- _Document_
-- -- --
"Warning" is a song by American rock band Incubus, released as a single from their fourth studio album, Morning View (2001). It reached number three on the US Billboard Modern Rock Tracks chart (now known as Alternative Airplay), number 27 on the Mainstream Rock Tracks chart, and number four on the Bubbling Under Hot 100.

Music video
The video (set in Sydney, Australia and directed by Francis Lawrence) shows a girl in a hoodie, wearing a digital watch, who stares blankly ahead, apparently oblivious to anyone around her, even though she stands in the middle of crowded areas, namely:

 an airport terminal
 a school classroom
 a church sanctuary aisle
 a grocery aisle
 a busy urban intersection
 an office
 a supermarket
However, at exactly 10:23 AM, she screams in an extremely shrill voice (which is, like most character dialogue in the video save for the band's singers, inaudible and subtitled), and screams for exactly one whole minute.
-- -- --
- _Provided data_

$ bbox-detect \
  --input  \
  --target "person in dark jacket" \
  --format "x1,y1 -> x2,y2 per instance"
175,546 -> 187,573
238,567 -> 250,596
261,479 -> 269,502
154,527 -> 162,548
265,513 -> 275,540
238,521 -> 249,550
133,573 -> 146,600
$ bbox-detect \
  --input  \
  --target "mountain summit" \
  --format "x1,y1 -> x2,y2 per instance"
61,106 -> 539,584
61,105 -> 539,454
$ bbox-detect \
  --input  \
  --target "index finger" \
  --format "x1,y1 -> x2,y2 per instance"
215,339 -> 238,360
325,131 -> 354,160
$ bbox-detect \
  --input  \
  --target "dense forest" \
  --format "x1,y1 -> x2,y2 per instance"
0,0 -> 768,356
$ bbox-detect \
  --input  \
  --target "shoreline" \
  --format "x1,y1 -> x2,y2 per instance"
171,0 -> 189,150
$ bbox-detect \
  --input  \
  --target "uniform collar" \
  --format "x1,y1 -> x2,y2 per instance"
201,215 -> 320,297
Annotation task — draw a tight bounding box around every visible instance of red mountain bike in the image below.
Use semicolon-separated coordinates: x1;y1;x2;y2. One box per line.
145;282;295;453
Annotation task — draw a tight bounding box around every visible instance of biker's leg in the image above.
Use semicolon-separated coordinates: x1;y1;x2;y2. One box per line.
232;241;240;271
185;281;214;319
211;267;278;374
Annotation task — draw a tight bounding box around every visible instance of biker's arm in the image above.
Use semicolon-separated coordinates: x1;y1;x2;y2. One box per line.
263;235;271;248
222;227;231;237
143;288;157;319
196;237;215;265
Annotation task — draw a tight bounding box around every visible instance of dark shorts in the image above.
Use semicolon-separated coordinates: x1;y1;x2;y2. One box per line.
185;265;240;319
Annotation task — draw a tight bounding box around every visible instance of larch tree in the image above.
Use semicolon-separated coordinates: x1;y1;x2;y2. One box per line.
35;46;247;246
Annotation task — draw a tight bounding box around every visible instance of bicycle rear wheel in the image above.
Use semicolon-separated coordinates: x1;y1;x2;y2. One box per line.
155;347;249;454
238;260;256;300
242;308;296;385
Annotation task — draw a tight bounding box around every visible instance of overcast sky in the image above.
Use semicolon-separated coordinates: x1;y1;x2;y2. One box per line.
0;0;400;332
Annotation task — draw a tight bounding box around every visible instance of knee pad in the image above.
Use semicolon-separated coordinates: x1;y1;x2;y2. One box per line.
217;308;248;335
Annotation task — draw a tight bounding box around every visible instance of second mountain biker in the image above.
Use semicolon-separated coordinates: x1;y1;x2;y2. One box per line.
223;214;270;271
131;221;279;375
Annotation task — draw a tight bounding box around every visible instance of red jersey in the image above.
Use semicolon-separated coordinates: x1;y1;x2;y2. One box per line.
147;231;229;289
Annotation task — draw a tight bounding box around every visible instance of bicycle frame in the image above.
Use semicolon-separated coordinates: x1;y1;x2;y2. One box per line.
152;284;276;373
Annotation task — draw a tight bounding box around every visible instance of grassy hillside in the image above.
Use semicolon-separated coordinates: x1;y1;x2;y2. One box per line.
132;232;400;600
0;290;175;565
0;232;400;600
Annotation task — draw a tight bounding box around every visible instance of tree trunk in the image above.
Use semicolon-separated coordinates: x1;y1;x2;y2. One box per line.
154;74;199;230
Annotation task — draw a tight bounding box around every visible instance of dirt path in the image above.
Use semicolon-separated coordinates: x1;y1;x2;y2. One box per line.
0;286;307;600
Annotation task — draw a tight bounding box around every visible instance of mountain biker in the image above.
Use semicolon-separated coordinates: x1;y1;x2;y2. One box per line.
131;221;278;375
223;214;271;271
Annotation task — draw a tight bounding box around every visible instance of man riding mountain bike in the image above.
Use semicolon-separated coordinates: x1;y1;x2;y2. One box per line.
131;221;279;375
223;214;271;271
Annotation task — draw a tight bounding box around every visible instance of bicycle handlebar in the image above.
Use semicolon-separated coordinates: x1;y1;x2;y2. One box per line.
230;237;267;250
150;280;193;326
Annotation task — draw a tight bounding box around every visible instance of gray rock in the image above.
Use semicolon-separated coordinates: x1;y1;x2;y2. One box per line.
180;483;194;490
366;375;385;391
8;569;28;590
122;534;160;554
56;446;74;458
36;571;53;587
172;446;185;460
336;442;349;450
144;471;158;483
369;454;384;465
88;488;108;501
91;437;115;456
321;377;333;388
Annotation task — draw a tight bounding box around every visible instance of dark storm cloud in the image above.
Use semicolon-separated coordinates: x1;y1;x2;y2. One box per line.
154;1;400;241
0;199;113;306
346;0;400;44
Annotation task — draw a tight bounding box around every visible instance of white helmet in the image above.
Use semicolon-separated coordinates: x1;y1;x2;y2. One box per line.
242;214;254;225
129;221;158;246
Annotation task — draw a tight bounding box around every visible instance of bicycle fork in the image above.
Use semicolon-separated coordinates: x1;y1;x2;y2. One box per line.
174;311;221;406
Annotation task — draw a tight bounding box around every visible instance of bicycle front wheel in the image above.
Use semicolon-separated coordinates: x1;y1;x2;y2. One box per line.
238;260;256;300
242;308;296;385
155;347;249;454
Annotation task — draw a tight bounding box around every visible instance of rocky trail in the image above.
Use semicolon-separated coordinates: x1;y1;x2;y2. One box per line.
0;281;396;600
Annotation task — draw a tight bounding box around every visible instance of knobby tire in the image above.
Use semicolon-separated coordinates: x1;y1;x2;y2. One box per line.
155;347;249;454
-- -- --
- _Required work_
**1)** From the article on the Incubus song "Warning," list every crowded place where the girl in the music video stands.
**2)** Please carry on the article on the Incubus song "Warning" from its last sentence.

- _Responses per task_
**1)**
- an airport terminal
- a school classroom
- a church sanctuary aisle
- a grocery aisle
- a busy urban intersection
- an office
- a supermarket

**2)**
This process, according to the video, takes place over the course of three days. At the end of the video, it is revealed that exactly 10:24, all the places featured in the video are abandoned, as if the individuals who beheld the girl in any of these environments, and eventually, the entire city's populace, had suddenly vanished or were abducted. This is exemplified by:

 an inner-city public bus whose drivers and passengers have disappeared, but eventually runs onto the sidewalk.
 a dropped coffee mug
 a still-moving cart in the grocery store

The band itself is playing the song in a loft; they also disappear at the end of the video. The message of this song and video urges people to live life to the fullest, because at any moment it could be over.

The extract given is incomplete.